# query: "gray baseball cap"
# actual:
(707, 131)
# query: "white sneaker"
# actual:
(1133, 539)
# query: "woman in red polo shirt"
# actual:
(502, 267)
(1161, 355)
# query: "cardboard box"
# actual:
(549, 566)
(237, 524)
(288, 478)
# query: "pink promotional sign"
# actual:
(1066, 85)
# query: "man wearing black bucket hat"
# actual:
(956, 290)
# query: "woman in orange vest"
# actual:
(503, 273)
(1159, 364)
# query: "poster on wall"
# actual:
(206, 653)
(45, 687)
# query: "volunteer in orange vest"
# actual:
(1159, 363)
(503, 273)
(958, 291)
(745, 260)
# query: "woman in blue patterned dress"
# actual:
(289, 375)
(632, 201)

=====

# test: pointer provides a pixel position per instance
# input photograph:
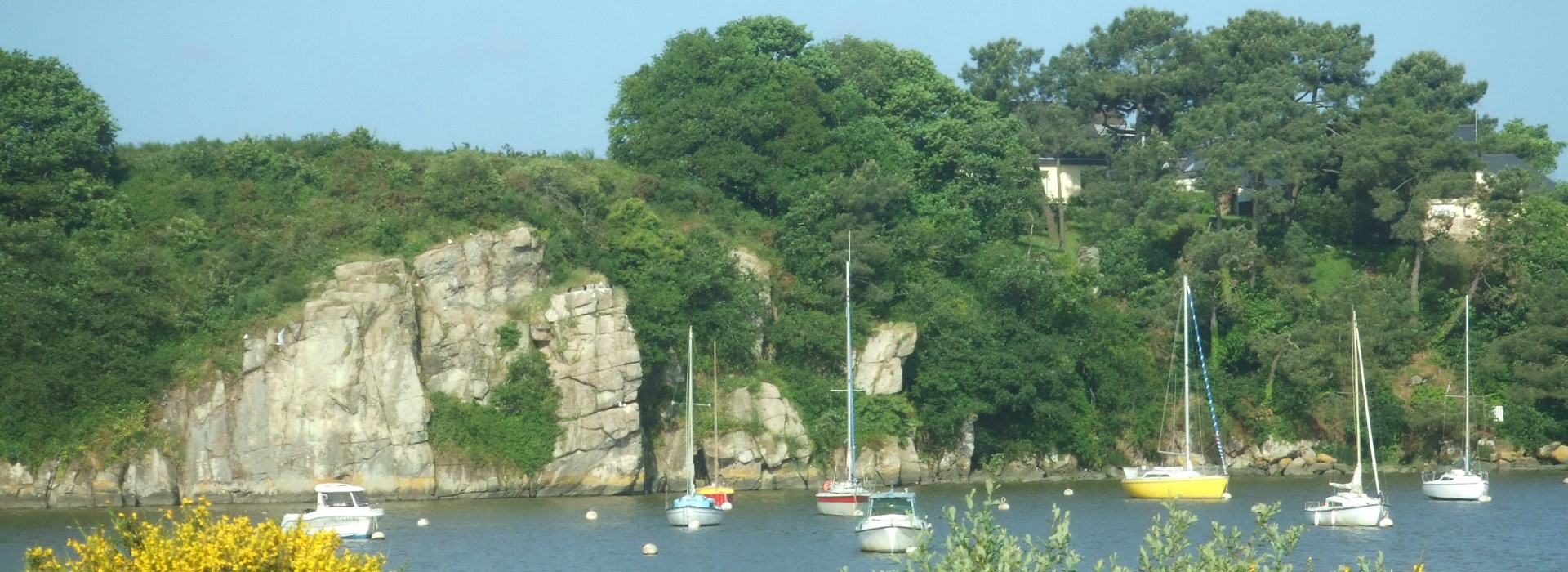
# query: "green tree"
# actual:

=====

◆ WHAT TO DO
Going through the entries above, tally every line that contains the string "query", then state only the total.

◆ ANSWER BOX
11